Duplicate the lines starting with the line containing "In this exercise you will indicate the upper" and ending with the line containing "[(293, 119), (103, 142), (207, 130), (7, 152)]", both included, and leave out all other lines.
::: RECORDS FOR PROCESSING
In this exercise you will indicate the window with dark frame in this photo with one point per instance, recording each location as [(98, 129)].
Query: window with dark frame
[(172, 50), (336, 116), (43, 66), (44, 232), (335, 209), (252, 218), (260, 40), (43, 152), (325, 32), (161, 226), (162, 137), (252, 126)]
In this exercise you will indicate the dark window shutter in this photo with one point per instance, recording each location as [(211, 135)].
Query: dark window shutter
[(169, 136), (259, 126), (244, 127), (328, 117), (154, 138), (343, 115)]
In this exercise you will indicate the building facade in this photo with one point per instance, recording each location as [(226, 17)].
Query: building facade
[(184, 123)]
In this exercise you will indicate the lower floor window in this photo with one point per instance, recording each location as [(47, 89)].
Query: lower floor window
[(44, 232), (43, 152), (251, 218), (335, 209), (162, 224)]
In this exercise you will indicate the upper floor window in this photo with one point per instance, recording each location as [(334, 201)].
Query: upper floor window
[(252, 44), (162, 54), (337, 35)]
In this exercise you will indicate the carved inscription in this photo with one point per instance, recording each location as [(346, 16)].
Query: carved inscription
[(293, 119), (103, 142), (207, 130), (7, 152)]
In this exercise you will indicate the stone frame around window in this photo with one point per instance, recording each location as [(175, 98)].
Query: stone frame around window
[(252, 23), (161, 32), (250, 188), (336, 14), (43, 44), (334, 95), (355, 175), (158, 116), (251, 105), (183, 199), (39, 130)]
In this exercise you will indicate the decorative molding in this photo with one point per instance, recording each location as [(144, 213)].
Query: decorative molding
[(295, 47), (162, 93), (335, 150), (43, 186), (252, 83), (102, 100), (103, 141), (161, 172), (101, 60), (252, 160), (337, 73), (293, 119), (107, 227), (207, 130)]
::::::
RESPONSE:
In this exercise you will indicate the upper floor window in this photo with one point per instance, recording each location as [(334, 201)].
Query: upper floor window
[(252, 44), (162, 54), (337, 35)]
In this exercise you will indicate the carved inscription in this photo with one point per instance, recording each location as [(346, 16)].
Query: carved inscription
[(293, 119), (103, 142), (207, 130), (7, 152)]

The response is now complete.